The lines to be copied are those below that contain "sleeve".

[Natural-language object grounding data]
· · · ·
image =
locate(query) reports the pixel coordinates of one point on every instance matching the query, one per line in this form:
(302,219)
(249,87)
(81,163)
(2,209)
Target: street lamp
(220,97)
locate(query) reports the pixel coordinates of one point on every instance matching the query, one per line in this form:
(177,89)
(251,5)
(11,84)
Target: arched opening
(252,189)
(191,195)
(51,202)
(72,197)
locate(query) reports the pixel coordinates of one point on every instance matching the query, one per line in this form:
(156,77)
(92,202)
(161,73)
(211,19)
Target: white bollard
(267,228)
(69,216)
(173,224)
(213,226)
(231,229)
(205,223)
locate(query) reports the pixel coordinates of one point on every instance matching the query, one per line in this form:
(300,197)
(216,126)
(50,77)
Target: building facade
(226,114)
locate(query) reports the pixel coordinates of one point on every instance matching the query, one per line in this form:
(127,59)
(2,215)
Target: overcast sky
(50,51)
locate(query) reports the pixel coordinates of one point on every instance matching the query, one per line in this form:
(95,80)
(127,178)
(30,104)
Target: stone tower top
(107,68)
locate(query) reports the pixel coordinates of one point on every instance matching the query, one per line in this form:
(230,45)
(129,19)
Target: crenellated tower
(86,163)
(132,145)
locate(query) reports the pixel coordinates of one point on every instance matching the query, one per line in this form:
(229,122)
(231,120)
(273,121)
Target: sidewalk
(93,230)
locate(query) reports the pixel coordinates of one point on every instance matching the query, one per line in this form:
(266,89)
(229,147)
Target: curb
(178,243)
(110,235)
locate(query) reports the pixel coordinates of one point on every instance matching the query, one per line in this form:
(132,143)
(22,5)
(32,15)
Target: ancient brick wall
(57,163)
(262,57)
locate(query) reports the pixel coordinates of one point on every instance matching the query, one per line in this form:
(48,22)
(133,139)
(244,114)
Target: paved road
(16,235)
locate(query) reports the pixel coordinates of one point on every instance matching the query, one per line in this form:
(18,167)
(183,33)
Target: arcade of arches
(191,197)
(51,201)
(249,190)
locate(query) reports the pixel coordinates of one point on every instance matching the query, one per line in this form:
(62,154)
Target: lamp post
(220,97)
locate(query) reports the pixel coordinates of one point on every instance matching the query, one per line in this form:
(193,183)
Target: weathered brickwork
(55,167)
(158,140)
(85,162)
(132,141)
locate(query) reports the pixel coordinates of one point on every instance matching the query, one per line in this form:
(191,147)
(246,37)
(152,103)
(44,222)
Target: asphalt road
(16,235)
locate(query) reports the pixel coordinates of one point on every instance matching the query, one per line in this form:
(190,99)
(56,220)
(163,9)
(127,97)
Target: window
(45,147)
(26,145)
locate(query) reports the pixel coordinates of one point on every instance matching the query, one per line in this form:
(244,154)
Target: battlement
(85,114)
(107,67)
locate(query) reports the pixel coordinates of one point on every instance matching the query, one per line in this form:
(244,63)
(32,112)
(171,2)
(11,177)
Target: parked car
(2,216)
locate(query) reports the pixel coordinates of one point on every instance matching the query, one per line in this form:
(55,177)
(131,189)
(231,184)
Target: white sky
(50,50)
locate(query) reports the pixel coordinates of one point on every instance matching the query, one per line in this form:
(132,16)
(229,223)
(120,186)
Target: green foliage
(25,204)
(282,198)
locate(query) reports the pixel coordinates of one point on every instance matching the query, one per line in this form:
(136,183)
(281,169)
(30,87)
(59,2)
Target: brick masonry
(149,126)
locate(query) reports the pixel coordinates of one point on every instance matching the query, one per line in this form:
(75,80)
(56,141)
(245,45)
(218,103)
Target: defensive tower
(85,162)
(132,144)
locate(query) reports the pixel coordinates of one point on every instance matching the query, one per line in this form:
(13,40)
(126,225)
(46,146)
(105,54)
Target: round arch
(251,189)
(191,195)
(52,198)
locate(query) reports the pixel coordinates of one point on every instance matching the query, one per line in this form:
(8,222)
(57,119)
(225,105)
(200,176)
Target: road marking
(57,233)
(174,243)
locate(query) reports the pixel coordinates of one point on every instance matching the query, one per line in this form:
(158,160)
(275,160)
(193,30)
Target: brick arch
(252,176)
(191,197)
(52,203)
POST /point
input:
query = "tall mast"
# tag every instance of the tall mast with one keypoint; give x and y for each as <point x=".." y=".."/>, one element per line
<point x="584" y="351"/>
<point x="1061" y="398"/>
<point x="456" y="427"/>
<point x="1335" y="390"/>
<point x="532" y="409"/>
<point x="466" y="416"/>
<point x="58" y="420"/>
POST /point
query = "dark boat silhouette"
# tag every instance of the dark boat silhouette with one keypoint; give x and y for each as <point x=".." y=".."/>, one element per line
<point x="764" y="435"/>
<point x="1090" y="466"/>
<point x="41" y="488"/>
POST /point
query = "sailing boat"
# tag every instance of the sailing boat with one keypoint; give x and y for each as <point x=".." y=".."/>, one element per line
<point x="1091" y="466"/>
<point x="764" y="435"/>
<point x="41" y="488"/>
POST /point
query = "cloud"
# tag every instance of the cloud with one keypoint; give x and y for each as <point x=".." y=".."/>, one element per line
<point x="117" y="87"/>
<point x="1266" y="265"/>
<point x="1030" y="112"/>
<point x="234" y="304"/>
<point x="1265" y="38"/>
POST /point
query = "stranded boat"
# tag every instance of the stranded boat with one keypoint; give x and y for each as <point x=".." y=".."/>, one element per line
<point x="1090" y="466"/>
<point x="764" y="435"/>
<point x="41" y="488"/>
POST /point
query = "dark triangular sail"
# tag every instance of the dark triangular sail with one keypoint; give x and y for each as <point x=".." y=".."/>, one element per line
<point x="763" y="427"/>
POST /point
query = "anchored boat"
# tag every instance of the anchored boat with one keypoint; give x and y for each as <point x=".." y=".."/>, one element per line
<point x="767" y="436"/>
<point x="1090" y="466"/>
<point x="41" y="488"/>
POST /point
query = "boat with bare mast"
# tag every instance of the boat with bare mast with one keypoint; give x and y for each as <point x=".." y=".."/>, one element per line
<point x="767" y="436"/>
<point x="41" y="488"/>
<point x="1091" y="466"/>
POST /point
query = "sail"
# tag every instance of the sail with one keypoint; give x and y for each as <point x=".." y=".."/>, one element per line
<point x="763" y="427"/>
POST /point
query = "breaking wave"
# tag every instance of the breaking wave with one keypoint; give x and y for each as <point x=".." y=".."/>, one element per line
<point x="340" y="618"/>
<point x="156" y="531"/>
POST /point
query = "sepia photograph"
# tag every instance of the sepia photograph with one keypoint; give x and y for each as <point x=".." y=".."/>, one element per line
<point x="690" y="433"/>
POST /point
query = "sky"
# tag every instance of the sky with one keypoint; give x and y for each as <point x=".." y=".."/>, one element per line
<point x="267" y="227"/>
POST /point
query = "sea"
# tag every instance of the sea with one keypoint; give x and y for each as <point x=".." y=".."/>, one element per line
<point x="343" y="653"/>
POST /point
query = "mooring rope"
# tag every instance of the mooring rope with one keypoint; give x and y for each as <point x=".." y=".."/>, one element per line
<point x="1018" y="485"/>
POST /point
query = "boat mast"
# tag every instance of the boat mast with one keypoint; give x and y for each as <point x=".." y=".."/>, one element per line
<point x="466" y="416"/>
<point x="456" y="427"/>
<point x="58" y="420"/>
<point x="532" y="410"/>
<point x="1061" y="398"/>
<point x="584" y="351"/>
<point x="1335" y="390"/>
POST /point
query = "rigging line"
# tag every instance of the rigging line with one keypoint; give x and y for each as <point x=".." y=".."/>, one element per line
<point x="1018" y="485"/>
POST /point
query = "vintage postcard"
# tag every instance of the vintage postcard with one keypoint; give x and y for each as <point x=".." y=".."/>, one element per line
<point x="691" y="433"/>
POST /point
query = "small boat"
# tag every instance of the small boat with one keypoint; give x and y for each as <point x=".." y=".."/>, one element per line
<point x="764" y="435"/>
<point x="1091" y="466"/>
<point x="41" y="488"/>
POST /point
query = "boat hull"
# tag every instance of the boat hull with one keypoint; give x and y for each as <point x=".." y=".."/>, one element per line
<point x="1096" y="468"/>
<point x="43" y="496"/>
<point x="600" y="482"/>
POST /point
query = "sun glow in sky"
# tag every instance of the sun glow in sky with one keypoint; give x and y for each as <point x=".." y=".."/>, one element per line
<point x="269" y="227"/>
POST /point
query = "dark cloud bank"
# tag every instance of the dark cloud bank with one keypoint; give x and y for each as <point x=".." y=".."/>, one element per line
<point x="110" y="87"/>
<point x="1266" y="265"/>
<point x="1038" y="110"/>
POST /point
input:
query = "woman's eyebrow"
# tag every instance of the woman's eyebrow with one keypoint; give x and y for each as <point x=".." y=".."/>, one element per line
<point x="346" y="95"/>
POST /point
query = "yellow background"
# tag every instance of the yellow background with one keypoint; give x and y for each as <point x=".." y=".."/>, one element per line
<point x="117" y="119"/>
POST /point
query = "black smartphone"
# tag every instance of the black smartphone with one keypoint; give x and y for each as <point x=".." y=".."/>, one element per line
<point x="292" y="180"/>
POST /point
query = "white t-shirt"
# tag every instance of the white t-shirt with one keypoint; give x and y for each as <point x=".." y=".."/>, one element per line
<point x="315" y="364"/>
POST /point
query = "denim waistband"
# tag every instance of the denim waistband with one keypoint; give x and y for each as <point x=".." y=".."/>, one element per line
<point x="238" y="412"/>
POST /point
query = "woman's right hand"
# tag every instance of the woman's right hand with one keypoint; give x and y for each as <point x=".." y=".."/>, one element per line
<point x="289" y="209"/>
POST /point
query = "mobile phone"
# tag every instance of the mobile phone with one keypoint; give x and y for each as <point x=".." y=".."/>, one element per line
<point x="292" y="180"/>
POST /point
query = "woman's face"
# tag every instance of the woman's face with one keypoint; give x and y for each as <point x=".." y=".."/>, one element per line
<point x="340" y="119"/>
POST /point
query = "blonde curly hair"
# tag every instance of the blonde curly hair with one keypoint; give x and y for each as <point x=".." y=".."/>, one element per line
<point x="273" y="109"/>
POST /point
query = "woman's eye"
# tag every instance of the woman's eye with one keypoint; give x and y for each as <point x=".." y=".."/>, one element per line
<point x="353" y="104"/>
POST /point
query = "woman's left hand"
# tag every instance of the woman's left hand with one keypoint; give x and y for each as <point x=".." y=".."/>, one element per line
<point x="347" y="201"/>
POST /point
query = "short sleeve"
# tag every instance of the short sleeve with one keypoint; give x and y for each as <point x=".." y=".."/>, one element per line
· · · ·
Task output:
query = "short sleeve"
# tag every instance of the short sleeve with one keypoint; give x and y for each as <point x=".." y=".."/>, one element per line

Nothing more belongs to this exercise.